### RECORDS FOR THE TASK:
Start
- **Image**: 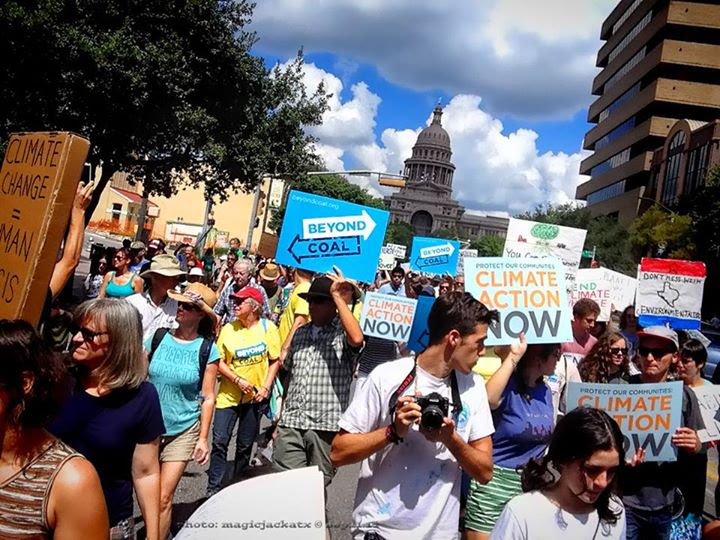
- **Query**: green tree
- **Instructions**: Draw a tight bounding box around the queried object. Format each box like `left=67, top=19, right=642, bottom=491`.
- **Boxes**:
left=517, top=203, right=637, bottom=276
left=0, top=0, right=327, bottom=209
left=630, top=205, right=695, bottom=259
left=470, top=234, right=505, bottom=257
left=269, top=174, right=385, bottom=234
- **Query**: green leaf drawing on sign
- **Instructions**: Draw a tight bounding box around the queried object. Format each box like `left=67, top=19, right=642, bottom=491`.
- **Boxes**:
left=530, top=223, right=560, bottom=240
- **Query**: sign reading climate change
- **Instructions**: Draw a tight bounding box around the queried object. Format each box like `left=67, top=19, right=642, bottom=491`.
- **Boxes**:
left=275, top=191, right=389, bottom=283
left=410, top=236, right=460, bottom=276
left=465, top=257, right=572, bottom=345
left=567, top=381, right=682, bottom=461
left=503, top=218, right=587, bottom=290
left=360, top=292, right=417, bottom=343
left=635, top=258, right=705, bottom=330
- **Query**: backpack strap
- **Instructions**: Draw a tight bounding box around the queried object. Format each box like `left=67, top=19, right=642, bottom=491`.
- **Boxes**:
left=148, top=328, right=170, bottom=364
left=198, top=338, right=213, bottom=393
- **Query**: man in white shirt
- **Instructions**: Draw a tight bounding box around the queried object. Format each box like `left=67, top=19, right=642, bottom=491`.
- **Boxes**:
left=127, top=254, right=185, bottom=342
left=330, top=293, right=497, bottom=540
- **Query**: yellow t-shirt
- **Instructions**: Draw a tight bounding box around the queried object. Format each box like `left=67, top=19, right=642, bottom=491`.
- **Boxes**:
left=279, top=281, right=310, bottom=344
left=216, top=320, right=281, bottom=409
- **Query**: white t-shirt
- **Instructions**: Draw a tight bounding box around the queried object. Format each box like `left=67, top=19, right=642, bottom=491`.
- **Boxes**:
left=490, top=491, right=625, bottom=540
left=339, top=358, right=494, bottom=540
left=126, top=291, right=177, bottom=343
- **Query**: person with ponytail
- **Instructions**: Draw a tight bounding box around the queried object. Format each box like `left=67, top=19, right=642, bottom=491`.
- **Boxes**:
left=490, top=407, right=625, bottom=540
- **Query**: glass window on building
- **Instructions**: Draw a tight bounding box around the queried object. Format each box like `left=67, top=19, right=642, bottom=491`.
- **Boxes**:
left=662, top=131, right=686, bottom=206
left=684, top=143, right=709, bottom=193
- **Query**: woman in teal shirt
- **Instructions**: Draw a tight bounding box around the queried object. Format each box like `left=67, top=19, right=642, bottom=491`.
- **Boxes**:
left=145, top=283, right=220, bottom=538
left=98, top=248, right=143, bottom=298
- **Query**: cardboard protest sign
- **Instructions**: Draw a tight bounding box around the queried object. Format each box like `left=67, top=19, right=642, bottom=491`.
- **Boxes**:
left=407, top=296, right=435, bottom=352
left=635, top=258, right=705, bottom=330
left=385, top=244, right=407, bottom=259
left=360, top=292, right=417, bottom=343
left=465, top=257, right=573, bottom=345
left=275, top=190, right=390, bottom=283
left=567, top=381, right=683, bottom=461
left=410, top=236, right=460, bottom=276
left=378, top=246, right=395, bottom=270
left=503, top=218, right=587, bottom=290
left=691, top=384, right=720, bottom=442
left=0, top=132, right=90, bottom=324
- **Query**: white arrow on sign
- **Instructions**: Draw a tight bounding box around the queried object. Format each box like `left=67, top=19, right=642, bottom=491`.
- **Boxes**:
left=420, top=242, right=455, bottom=259
left=303, top=210, right=375, bottom=240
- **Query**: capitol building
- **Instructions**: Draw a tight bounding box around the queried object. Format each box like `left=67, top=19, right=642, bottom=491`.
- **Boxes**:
left=385, top=105, right=508, bottom=239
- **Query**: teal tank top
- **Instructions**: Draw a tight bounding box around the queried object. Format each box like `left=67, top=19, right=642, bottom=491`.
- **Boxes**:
left=105, top=272, right=135, bottom=298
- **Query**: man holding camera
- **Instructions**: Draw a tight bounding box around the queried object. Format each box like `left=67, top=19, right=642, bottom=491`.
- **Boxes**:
left=330, top=293, right=497, bottom=540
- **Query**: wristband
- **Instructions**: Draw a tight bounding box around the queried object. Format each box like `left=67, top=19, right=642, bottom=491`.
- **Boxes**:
left=385, top=424, right=403, bottom=444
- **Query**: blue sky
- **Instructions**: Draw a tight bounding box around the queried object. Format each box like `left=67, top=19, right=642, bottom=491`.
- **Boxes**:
left=252, top=0, right=616, bottom=213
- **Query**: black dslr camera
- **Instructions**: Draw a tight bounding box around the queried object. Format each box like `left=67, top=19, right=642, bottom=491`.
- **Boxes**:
left=415, top=392, right=450, bottom=430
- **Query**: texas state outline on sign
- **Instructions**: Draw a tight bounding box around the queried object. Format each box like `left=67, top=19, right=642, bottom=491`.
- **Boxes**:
left=275, top=191, right=389, bottom=282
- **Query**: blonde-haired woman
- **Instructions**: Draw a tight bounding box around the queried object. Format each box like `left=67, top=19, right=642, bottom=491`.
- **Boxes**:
left=207, top=286, right=280, bottom=496
left=50, top=298, right=165, bottom=540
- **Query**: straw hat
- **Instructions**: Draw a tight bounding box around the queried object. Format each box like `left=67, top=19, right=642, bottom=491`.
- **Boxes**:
left=168, top=283, right=217, bottom=318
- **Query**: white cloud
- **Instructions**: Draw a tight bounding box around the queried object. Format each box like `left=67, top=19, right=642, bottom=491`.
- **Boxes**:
left=253, top=0, right=616, bottom=118
left=292, top=64, right=585, bottom=214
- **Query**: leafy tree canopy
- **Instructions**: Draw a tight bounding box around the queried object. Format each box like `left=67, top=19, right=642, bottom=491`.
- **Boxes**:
left=630, top=205, right=695, bottom=259
left=0, top=0, right=327, bottom=207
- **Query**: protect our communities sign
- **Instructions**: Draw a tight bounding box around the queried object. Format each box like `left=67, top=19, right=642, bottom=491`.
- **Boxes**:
left=465, top=257, right=572, bottom=345
left=567, top=381, right=683, bottom=461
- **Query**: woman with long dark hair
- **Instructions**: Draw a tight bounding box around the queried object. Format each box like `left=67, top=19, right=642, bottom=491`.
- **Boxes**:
left=464, top=341, right=560, bottom=540
left=0, top=320, right=108, bottom=540
left=98, top=248, right=143, bottom=298
left=50, top=298, right=165, bottom=540
left=490, top=407, right=625, bottom=540
left=578, top=332, right=630, bottom=384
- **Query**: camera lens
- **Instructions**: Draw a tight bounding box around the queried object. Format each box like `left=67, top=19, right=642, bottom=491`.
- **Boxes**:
left=420, top=405, right=445, bottom=430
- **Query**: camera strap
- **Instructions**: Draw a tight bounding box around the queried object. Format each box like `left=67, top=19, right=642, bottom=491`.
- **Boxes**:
left=390, top=361, right=462, bottom=417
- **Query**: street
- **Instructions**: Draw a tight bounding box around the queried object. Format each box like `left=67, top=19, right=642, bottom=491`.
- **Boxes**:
left=74, top=232, right=718, bottom=540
End
Rewrite all the rows above, replacing "queried object" with "requested item" and keeping everything else the same. Omit the pictures from your answer.

- **Image**: 
- **Query**: green tree
- **Instructions**: Draw a tight bounding box around the requested item. Format each box like `left=67, top=19, right=642, bottom=491`.
- **Boxes**:
left=517, top=203, right=637, bottom=276
left=0, top=0, right=327, bottom=209
left=630, top=205, right=695, bottom=259
left=470, top=234, right=505, bottom=257
left=269, top=174, right=385, bottom=234
- **Query**: green leaf drawing on sign
- **Instructions**: Draw a tight bounding box around the requested item. Format each box like `left=67, top=19, right=642, bottom=491`.
- **Boxes**:
left=530, top=223, right=560, bottom=240
- **Query**: sign reading climate change
- **Instructions**: Draw a tight bounding box around the requested item. Format each box like `left=67, top=19, right=642, bottom=491`.
- **Boxes**:
left=275, top=191, right=389, bottom=283
left=410, top=236, right=460, bottom=276
left=465, top=257, right=572, bottom=345
left=567, top=381, right=682, bottom=461
left=503, top=218, right=587, bottom=290
left=360, top=292, right=417, bottom=343
left=635, top=258, right=705, bottom=330
- **Query**: backpack strap
- **Instructions**: Draw a tight bounding box around the requested item. Format each box like `left=67, top=19, right=642, bottom=491`.
- **Boxes**:
left=148, top=328, right=170, bottom=364
left=198, top=338, right=213, bottom=393
- **Query**: man in white shirt
- **Instructions**: Draw a tight bounding box around the requested item. Format each box like `left=67, top=19, right=642, bottom=491`.
- **Boxes**:
left=127, top=254, right=185, bottom=342
left=330, top=293, right=497, bottom=540
- **Query**: yellow t-shirt
- **Instructions**: Draw a tight bounding box around the requested item. Format each box like `left=67, top=19, right=642, bottom=491`.
- **Boxes**:
left=279, top=281, right=310, bottom=344
left=216, top=320, right=281, bottom=409
- **Query**: white t-shirt
- **Instructions**: Draw a tight bounding box around the requested item. Format each box like `left=67, top=19, right=642, bottom=491`.
- **Boxes**:
left=490, top=491, right=625, bottom=540
left=339, top=358, right=494, bottom=540
left=126, top=291, right=177, bottom=343
- **Query**: person with ponytail
- **Instructions**: Draw a tight bounding box around the requested item. Format each box like `left=67, top=19, right=642, bottom=491`.
- **Boxes**:
left=490, top=407, right=625, bottom=540
- **Query**: glass window on building
- **Instructions**: Draw a tight bounding box around the requested item. Format each box like `left=67, top=19, right=642, bottom=491`.
- **Boxes**:
left=662, top=131, right=686, bottom=206
left=684, top=143, right=709, bottom=193
- **Query**: woman in teal shirt
- **Instructions**: Draw a tight bounding box around the requested item. Format each box like `left=67, top=19, right=642, bottom=491`.
- **Boxes**:
left=145, top=283, right=220, bottom=538
left=98, top=248, right=143, bottom=298
- **Query**: cardboard protest sign
- **Instructions**: Draw a tight bounding box around the requested item. Format each box like `left=67, top=19, right=642, bottom=491`.
- **Boxes**:
left=407, top=296, right=435, bottom=352
left=635, top=258, right=705, bottom=330
left=385, top=244, right=407, bottom=259
left=360, top=292, right=417, bottom=343
left=465, top=257, right=573, bottom=345
left=275, top=190, right=390, bottom=283
left=567, top=381, right=683, bottom=461
left=410, top=236, right=460, bottom=276
left=378, top=246, right=395, bottom=270
left=503, top=218, right=587, bottom=290
left=691, top=384, right=720, bottom=442
left=0, top=132, right=90, bottom=324
- **Query**: white arrow on sign
- **Instructions**: Draw a tight bounding box around the requested item. Format each box like `left=67, top=19, right=642, bottom=491`.
- **Boxes**:
left=420, top=242, right=455, bottom=259
left=303, top=210, right=375, bottom=240
- **Query**: capitol building
- **Instructions**: Draw a tight bounding box around the requested item. Format each box like `left=67, top=19, right=642, bottom=491`.
- **Boxes**:
left=385, top=105, right=508, bottom=239
- **Query**: teal tank top
- **Instructions**: Draw a tight bounding box around the requested item. Format each box like `left=67, top=19, right=642, bottom=491`.
- **Boxes**:
left=105, top=272, right=135, bottom=298
- **Query**: man holding camera
- **Instructions**: Draw a tight bounding box around the requested item. Format each box like `left=67, top=19, right=642, bottom=491`.
- **Boxes**:
left=330, top=293, right=497, bottom=540
- **Query**: wristband
- **Instructions**: Draw a tight bounding box around the requested item. Format each box like `left=67, top=19, right=642, bottom=491`.
- **Boxes**:
left=385, top=424, right=403, bottom=444
- **Query**: blue sky
- **Instructions**: Draw a tight bounding box around the requested item. Format each box like `left=67, top=19, right=642, bottom=491`.
- **Boxes**:
left=252, top=0, right=616, bottom=213
- **Query**: black dslr camera
- **Instructions**: Draw a tight bounding box around the requested item. Format each box like `left=67, top=19, right=642, bottom=491`.
- **Boxes**:
left=415, top=392, right=450, bottom=430
- **Query**: texas state outline on sign
- **Instructions**: Draw a tight bounding box around the requested item. Format each box like `left=67, top=19, right=642, bottom=491`.
- **Boxes**:
left=275, top=191, right=389, bottom=282
- **Query**: blonde-haired woman
- **Instructions**: Draw a tight bounding box around the requested item. Format each box like `left=67, top=19, right=642, bottom=491`.
- **Boxes**:
left=207, top=286, right=280, bottom=496
left=50, top=298, right=165, bottom=540
- **Query**: straw hat
- **Instructions**: Draw a tight bounding box around the requested item. Format each box like `left=67, top=19, right=642, bottom=491`.
- **Boxes**:
left=168, top=283, right=217, bottom=318
- **Query**: white cloud
- **Instructions**: Draw a tight bounding box around the requested item. Format each box like `left=67, top=19, right=642, bottom=491`.
- **Boxes**:
left=253, top=0, right=616, bottom=118
left=292, top=64, right=585, bottom=214
- **Query**: leafy tree canopy
- **Instructions**: Draw a tight bounding box around the requested item. Format each box like `left=67, top=19, right=642, bottom=491`.
- **Boxes**:
left=630, top=205, right=695, bottom=259
left=0, top=0, right=327, bottom=207
- **Query**: protect our communities sign
- **Instructions**: Draw a tight bounding box around the requested item. Format each box like `left=67, top=19, right=642, bottom=491`.
- **Boxes**:
left=465, top=257, right=572, bottom=345
left=567, top=381, right=683, bottom=461
- **Query**: woman with long dark hair
- **Instructions**: Draw a tight bounding box around the requested item. Format each box like `left=67, top=19, right=642, bottom=491`.
- **Boxes**:
left=464, top=341, right=560, bottom=540
left=0, top=320, right=108, bottom=540
left=98, top=248, right=143, bottom=298
left=50, top=298, right=165, bottom=540
left=490, top=407, right=625, bottom=540
left=578, top=332, right=630, bottom=384
- **Query**: camera lens
- **Instructions**: Draw a tight bounding box around the requested item. Format each box like `left=67, top=19, right=642, bottom=491`.
- **Boxes**:
left=420, top=405, right=445, bottom=430
- **Query**: camera strap
- **Instructions**: Draw a tight bounding box around the requested item. Format each box like `left=67, top=19, right=642, bottom=491`.
- **Boxes**:
left=390, top=361, right=462, bottom=417
- **Query**: street
- **Instructions**: Draw a tight bounding box around the requested item. Format each box like `left=67, top=19, right=642, bottom=491`.
- **Boxes**:
left=74, top=232, right=718, bottom=540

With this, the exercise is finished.